• TEXT SHOWN:
=== Section Start ===

In a different research study published in 2016 by Thomas Clune, Ph.D., and others at NASA Goddard Institute for Space Studies, the scientists posit that Venus may have once had a climate that supported liquid water on its surface for roughly two billion years, and that there are Venus-like planets outside of the Earth’s solar system, or exoplanets, that are prime candidates for searching for life outside of our planet.

“Present-day Venus is an inhospitable place with surface temperatures approaching 750 K and an atmosphere 90 times as thick as Earth's,” wrote Clune and fellow research colleagues. “Billions of years ago the picture may have been very different.”

Flowing Water on Present-Day Mars

Observations from NASA's Mars Reconnaissance Orbiter reveal the seasonal formation of dark streaks that repeatedly appears on select craters on Mars during the warmer months of late spring through summer, called the recurring slope lineae (RSL). Saltwater flows on Mars were hypothesized in 2011 from these observations. Four years later in 2015, NASA confirmed evidence that liquid water flows intermittently on present-day Mars.

“Our findings strongly support the hypothesis that recurring slope lineae form as a result of contemporary water activity on Mars,” wrote lead author Lujendra Ojha at the Georgia Institute of Technology (Georgia Tech) in Atlanta, along with research colleagues who co-authored the 2015 study published in Nature Geoscience.

"Our quest on Mars has been to 'follow the water,' in our search for life in the universe, and now we have convincing science that validates what we've long suspected," said John Grunsfeld, Ph.D., Associate Administrator for the Science Mission Directorate at NASA Headquarters in Washington, D.C. and five-time astronaut (on board the Endeavour in 1995, Atlantis in 1997 and 2009, Discovery in 1999, and Columbia 2002 space shuttle missions) in a NASA 2015 report. "This is a significant development, as it appears to confirm that water, albeit briny, is flowing today on the surface of Mars.”

If There’s Water, Is There Life too?

The tantalizing evidence of contemporary water flows on Mars begs the question: Is there life too?

“In the search for biosignatures on Mars, there is an abundance of data from orbiters and rovers to characterize global and regional habitability, but much less information is available at the scales and resolutions of microbial habitats and biosignatures,” wrote the SETI Institute NAI team of astrobiologists and their research colleagues. “Understanding whether the distribution of terrestrial biosignatures is characterized by recognizable and predictable patterns could yield signposts to optimize search efforts for life on other terrestrial planets.”

Using AI to Find the Biosignature Needle in the Haystack

The researchers decided to utilize the predictive powers of AI machine learning to search for signs of life. Scientists conducting experiments in-person on Mars is not a current option; the team needed to find a similarly harsh environment that is habitable, but hostile to many living organisms. They decided to use samples from Salar de Pajonales, a dry, calcium-sulfate salt lakebed located in the Chilean High Andes at over 3,500 meters altitude, as a surrogate for Mars.

The team of scientists collected samples from over 7,700 images and 1,100 samples from the arid lakebed. They conducted experiments to search for photosynthetic microbes that contain pigments that may prove to be a candidate biosignature.

The AI algorithm consists of convolutional neural networks (CNNs), that were trained using the data collected to predict large-scale geologic features and micro-habitats that have the highest likelihood of having biosignatures. The scientists tested their Al machine learning’s prediction ability.

“Artificial intelligence-machine learning models successfully identified geologic features with high probabilities for containing biosignatures at spatial scales relevant to rover-based astrobiology exploration,” the scientists wrote.

=== Section End ===

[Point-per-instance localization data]
=== Section Start ===

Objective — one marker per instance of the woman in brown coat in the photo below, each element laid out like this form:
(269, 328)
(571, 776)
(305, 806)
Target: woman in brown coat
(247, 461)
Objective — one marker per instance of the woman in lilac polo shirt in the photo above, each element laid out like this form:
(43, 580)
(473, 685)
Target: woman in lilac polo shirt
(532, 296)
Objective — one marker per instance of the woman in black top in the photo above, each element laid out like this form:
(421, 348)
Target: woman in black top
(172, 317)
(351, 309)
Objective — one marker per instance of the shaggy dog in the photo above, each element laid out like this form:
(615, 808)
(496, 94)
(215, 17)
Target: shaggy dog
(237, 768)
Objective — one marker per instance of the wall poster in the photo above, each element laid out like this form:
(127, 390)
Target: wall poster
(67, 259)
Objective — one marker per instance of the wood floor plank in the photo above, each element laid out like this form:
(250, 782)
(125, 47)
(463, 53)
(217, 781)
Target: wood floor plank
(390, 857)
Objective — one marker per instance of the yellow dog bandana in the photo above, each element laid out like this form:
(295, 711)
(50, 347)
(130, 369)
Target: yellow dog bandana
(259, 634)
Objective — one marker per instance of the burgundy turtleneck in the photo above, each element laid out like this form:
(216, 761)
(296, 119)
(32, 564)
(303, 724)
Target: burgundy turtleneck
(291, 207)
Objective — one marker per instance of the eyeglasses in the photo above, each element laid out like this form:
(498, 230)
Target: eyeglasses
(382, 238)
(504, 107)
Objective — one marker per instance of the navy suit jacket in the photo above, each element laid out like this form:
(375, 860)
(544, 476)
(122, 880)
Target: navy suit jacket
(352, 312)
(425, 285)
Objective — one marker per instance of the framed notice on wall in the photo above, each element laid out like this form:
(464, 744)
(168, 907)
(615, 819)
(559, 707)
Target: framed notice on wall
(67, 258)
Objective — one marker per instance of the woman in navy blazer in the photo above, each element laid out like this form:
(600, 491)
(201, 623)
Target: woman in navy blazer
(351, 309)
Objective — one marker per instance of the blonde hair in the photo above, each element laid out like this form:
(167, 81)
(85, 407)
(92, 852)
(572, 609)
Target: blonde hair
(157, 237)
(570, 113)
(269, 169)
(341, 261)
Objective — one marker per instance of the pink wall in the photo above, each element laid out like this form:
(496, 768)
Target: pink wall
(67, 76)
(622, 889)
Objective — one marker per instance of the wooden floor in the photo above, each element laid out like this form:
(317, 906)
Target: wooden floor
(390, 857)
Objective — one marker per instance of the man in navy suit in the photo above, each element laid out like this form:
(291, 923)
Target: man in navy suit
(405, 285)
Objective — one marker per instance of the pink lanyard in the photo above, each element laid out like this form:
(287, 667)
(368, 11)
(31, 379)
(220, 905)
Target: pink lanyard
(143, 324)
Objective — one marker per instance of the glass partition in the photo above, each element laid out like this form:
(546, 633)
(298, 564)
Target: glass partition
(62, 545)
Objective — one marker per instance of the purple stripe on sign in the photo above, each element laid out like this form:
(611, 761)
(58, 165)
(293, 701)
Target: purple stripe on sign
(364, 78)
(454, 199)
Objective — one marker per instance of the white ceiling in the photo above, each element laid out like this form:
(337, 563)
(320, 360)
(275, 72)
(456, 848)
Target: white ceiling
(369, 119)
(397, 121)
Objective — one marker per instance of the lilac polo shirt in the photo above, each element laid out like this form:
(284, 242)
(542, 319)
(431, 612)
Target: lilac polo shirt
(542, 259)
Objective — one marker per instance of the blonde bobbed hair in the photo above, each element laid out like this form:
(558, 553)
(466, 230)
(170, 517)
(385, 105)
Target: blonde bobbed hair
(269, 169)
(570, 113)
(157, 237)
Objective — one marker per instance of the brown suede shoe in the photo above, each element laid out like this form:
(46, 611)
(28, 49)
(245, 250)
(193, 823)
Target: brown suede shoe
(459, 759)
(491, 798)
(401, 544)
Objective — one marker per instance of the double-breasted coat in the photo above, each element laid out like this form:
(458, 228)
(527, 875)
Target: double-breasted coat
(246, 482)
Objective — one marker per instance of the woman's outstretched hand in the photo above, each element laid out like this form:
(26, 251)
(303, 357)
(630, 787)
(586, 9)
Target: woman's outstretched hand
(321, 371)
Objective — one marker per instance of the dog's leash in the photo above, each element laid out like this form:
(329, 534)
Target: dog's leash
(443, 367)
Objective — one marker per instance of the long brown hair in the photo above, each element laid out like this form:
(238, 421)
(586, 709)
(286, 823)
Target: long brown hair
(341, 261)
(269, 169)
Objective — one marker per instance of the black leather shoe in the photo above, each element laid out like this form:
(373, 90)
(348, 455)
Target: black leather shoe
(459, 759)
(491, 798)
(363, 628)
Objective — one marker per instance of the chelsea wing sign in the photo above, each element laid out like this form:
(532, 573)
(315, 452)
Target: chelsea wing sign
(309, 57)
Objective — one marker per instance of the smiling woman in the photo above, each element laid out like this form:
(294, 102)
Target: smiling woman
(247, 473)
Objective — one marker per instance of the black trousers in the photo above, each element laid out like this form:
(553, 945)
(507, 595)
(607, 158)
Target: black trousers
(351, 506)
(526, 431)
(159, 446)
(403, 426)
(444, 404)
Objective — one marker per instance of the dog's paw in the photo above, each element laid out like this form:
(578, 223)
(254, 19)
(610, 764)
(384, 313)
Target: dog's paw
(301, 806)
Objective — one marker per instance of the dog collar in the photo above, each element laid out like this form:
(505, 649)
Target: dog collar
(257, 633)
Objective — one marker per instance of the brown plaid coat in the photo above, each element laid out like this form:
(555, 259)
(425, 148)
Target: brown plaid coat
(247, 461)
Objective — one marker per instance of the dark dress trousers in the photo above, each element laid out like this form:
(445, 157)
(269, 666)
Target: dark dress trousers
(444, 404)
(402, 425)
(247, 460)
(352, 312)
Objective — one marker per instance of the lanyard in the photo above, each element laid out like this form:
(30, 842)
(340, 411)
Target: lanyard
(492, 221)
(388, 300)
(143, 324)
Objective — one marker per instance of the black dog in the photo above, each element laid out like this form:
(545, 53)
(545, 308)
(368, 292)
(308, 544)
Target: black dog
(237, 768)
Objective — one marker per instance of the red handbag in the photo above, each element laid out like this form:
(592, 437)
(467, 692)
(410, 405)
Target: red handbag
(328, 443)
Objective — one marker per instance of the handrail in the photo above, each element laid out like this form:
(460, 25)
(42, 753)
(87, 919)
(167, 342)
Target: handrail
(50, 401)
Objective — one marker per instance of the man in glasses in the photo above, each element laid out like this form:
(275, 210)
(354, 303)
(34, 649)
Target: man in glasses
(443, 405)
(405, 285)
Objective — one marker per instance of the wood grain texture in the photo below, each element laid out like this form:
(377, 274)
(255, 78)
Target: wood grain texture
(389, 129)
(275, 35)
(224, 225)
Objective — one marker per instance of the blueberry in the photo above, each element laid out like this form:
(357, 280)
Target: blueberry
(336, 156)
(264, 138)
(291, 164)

=== Section End ===

• TASK SET:
(1) From the article on water and life on Venus and Mars above, quote the part that opens with the words containing "The team of" and closes with "a candidate biosignature.".
(2) Translate this sentence from the article on water and life on Venus and Mars into Spanish: "Four years later in 2015, NASA confirmed evidence that liquid water flows intermittently on present-day Mars."

• RESPONSE LIST:
(1)
The team of scientists collected samples from over 7,700 images and 1,100 samples from the arid lakebed. They conducted experiments to search for photosynthetic microbes that contain pigments that may prove to be a candidate biosignature.

(2) Cuatro años después, en 2015, la NASA confirmó pruebas de que el agua líquida fluye de forma intermitente en el Marte actual.